(Saved entries)
◇ ◇ ◇ ◇ ◇

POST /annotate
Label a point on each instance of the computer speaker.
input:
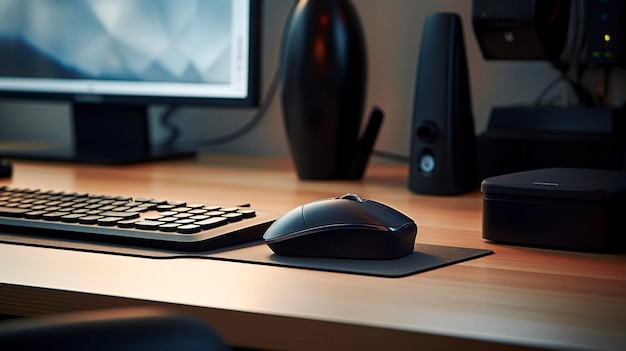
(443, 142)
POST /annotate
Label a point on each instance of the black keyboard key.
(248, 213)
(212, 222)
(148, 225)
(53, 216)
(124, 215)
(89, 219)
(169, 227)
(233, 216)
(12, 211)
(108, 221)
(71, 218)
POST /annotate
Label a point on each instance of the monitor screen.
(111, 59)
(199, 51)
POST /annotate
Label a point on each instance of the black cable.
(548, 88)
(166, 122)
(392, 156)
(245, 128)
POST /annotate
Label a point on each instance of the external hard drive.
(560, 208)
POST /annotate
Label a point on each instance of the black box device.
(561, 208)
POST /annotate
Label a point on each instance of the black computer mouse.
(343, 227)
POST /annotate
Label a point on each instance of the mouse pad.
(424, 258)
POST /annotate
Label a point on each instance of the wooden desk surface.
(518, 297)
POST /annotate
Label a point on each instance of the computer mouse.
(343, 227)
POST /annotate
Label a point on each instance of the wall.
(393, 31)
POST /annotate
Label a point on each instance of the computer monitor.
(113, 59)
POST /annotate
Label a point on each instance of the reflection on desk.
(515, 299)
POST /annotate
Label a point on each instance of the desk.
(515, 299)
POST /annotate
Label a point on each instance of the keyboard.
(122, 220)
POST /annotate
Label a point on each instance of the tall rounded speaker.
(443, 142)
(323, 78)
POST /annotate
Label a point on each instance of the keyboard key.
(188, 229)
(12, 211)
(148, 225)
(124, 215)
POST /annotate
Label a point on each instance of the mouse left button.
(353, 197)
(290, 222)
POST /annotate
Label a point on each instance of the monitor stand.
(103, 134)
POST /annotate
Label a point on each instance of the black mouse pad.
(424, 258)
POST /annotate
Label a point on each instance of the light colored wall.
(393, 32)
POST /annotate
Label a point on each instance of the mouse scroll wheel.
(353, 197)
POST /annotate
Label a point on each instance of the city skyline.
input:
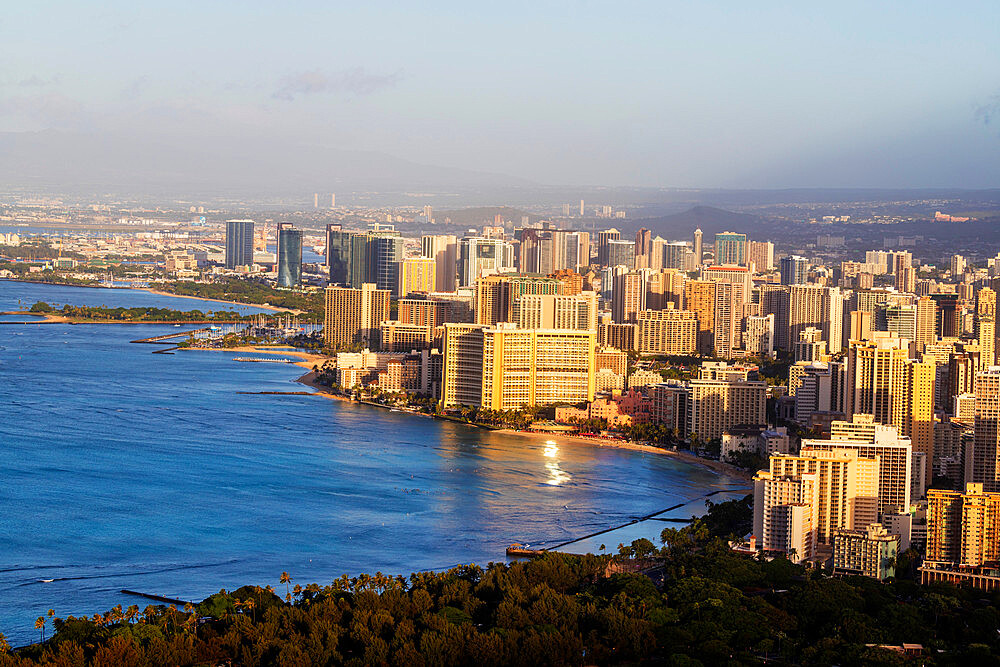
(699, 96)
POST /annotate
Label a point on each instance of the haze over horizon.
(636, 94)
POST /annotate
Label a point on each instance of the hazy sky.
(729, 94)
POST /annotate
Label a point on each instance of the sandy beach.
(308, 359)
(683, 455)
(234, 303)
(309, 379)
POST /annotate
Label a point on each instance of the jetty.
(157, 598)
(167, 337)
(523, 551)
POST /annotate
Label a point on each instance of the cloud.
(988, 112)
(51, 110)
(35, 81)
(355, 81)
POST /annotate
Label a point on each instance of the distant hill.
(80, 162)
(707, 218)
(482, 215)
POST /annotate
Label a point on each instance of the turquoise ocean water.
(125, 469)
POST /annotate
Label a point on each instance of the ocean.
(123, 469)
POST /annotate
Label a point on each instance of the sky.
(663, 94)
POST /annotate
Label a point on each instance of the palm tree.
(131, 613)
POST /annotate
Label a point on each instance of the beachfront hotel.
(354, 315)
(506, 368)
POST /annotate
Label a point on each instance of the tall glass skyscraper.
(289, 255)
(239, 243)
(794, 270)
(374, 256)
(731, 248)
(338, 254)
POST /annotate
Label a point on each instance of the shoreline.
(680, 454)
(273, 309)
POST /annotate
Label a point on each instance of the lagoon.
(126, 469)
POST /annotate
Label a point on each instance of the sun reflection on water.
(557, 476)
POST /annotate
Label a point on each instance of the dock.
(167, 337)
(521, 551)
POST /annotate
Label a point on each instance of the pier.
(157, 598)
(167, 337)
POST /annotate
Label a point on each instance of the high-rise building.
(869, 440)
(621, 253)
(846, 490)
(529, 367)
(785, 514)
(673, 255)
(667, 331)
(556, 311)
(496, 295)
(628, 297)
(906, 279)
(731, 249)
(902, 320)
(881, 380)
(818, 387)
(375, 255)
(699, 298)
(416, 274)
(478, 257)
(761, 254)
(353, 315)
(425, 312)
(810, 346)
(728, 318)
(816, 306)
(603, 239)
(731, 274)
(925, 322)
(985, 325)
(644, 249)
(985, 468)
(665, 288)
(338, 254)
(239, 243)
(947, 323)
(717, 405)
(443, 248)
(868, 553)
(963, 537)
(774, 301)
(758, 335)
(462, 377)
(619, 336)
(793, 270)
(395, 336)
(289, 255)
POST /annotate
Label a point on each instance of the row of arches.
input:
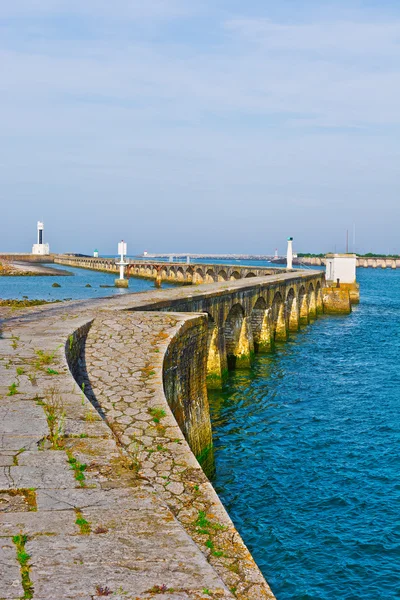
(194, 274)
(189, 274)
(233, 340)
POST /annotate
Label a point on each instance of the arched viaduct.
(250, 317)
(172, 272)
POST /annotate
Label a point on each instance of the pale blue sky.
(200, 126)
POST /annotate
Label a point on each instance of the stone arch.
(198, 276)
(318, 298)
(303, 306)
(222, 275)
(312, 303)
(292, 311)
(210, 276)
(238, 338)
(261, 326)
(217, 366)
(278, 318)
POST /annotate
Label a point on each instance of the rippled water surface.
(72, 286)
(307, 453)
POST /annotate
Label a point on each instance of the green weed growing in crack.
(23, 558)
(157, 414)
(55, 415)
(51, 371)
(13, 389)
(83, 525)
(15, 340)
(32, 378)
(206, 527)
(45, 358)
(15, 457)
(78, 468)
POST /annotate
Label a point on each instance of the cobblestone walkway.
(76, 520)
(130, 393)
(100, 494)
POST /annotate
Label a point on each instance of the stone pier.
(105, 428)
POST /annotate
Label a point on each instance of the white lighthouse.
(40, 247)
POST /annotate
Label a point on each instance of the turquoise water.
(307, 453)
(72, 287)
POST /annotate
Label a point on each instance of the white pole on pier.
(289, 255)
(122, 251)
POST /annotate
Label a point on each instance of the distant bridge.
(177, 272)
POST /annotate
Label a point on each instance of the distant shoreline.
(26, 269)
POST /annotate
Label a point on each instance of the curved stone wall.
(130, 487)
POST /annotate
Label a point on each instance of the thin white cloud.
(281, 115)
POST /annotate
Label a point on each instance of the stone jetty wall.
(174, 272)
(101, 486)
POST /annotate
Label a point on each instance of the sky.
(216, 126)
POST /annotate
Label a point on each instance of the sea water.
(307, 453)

◇ ◇ ◇ ◇ ◇

— TASK DESCRIPTION —
Verbatim copy without images: write the records above out in full.

— ANSWER BOX —
POST /annotate
Label a point on each instance of the computer speaker.
input:
(443, 142)
POST /annotate
Label a point on each instance of the black keyboard key.
(248, 213)
(212, 222)
(148, 225)
(53, 216)
(124, 215)
(89, 219)
(169, 227)
(233, 216)
(12, 211)
(108, 221)
(71, 218)
POST /annotate
Label a point on each instance of the monitor screen.
(111, 59)
(199, 51)
POST /annotate
Label a point on each instance of the black cable.
(548, 88)
(166, 122)
(392, 156)
(245, 128)
POST /annotate
Label a point on each instance of the external hard drive.
(560, 208)
POST /annotate
Label a point on each instance of the black box device.
(561, 208)
POST /annotate
Label a point on each instance of the black computer mouse.
(343, 227)
POST /annotate
Label a point on each instance of the mouse pad.
(424, 258)
POST /annotate
Label a point on each instance of the wooden desk surface.
(518, 297)
POST /annotate
Label a point on each instance of the computer mouse.
(343, 227)
POST /annotate
Label a point on each instance of the wall.
(393, 31)
POST /annotate
Label a point on each instance of the computer monitor.
(113, 59)
POST /annotate
Label a point on each instance of the reflection on desk.
(515, 299)
POST /annotate
Label a point on each instance of the desk.
(515, 299)
POST /annotate
Label a point on each instance of the keyboard.
(122, 220)
POST /annotate
Label a point on each instance of the tall rounded speaker.
(443, 142)
(323, 78)
POST /annotate
Label a point on each instance of the keyboard key.
(188, 229)
(12, 211)
(148, 225)
(124, 215)
POST /annotate
Label a point on each instance of the mouse left button.
(353, 197)
(290, 222)
POST /annotate
Label a point on each instance of the monitor stand.
(103, 134)
POST /annotate
Label a point on each instance of the black mouse pad.
(424, 258)
POST /annotate
Label a point on each instance of the light colored wall.
(393, 32)
POST /annotate
Label a point on each instance of the mouse scroll wheel.
(353, 197)
POST /annotate
Label a point on each instance of the city skyline.
input:
(699, 96)
POST /annotate
Label a point on each instance of the haze over horizon.
(636, 94)
POST /annotate
Label a point on each instance of the hazy sky.
(729, 94)
POST /annotate
Label a point on each instance of the sandy beach.
(308, 359)
(683, 455)
(234, 303)
(309, 379)
POST /annotate
Label a point on each instance of the jetty.
(157, 598)
(167, 337)
(523, 551)
POST /annotate
Label a point on each instance of the cloud.
(988, 112)
(51, 110)
(35, 81)
(355, 81)
POST /annotate
Label a point on each instance of the distant hill.
(80, 162)
(707, 218)
(482, 215)
POST /annotate
Label a point on each instance of the turquoise ocean water.
(125, 469)
POST /annotate
Label a point on each instance of the ocean.
(123, 469)
POST /annotate
Label a point on each instance of the sky.
(663, 94)
POST /annotate
Label a point on each instance of the palm tree.
(131, 613)
POST /annotate
Label a point on each instance of the beachfront hotel.
(354, 315)
(506, 368)
POST /annotate
Label a point on each instance of the tall glass skyscraper.
(289, 255)
(239, 243)
(794, 270)
(374, 256)
(731, 248)
(338, 254)
POST /annotate
Label a point on each instance of the shoreline.
(680, 454)
(273, 309)
POST /annotate
Label a point on each instance of the lagoon.
(126, 469)
POST /annotate
Label a point on each instance of the sun reflection on water.
(557, 476)
POST /annotate
Label a point on each instance of the dock.
(167, 337)
(521, 551)
POST /annotate
Label a point on each instance of the pier.
(157, 598)
(167, 337)
POST /annotate
Label a point on each instance of the high-rise building.
(869, 440)
(621, 253)
(846, 490)
(529, 367)
(785, 514)
(673, 255)
(667, 331)
(556, 311)
(496, 295)
(628, 297)
(906, 279)
(731, 249)
(902, 320)
(881, 380)
(818, 387)
(375, 255)
(699, 298)
(416, 274)
(478, 257)
(761, 254)
(353, 315)
(425, 312)
(810, 346)
(728, 318)
(816, 306)
(603, 239)
(731, 274)
(925, 322)
(985, 325)
(644, 249)
(985, 468)
(665, 288)
(338, 254)
(239, 243)
(947, 323)
(717, 405)
(443, 248)
(868, 553)
(963, 537)
(774, 301)
(758, 335)
(462, 377)
(619, 336)
(793, 270)
(395, 336)
(289, 255)
POST /annotate
Label a point on each instance of the row of arches.
input:
(194, 274)
(189, 274)
(233, 340)
POST /annotate
Label a point on each instance of the arched viaduct.
(250, 317)
(172, 272)
POST /annotate
Label a point on each instance of the pale blue sky.
(200, 126)
POST /annotate
Label a point on each instance of the stone arch.
(198, 276)
(318, 298)
(303, 306)
(222, 275)
(312, 303)
(292, 311)
(210, 276)
(238, 338)
(261, 326)
(217, 366)
(278, 318)
POST /annotate
Label a point on each instance of the rippled water surface.
(72, 286)
(307, 453)
POST /annotate
Label a point on each instance of the green weed growing in crack.
(23, 558)
(157, 414)
(55, 415)
(51, 371)
(13, 389)
(83, 525)
(15, 340)
(32, 378)
(206, 527)
(45, 358)
(15, 457)
(78, 468)
POST /annotate
Label a point on each instance of the cobblestone walkway.
(76, 520)
(130, 393)
(100, 494)
POST /annotate
Label a point on each instance of the stone pier.
(105, 428)
POST /annotate
Label a point on each instance of the white lighthouse.
(40, 247)
POST /annotate
Label a point on each instance of the turquoise water.
(307, 453)
(72, 287)
POST /annotate
Label a point on each instance of the white pole on pier.
(289, 255)
(122, 251)
POST /annotate
Label a point on each instance of the distant bridge.
(177, 272)
POST /annotate
Label a point on each instance of the distant shoreline.
(26, 269)
POST /annotate
Label a point on each instance of the curved stone wall.
(130, 487)
POST /annotate
Label a point on each instance of the thin white cloud.
(281, 115)
POST /annotate
Label a point on each instance of the stone jetty wall.
(174, 272)
(101, 486)
POST /annotate
Label a point on each instance of the sky.
(216, 126)
POST /annotate
Label a point on each instance of the sea water.
(307, 453)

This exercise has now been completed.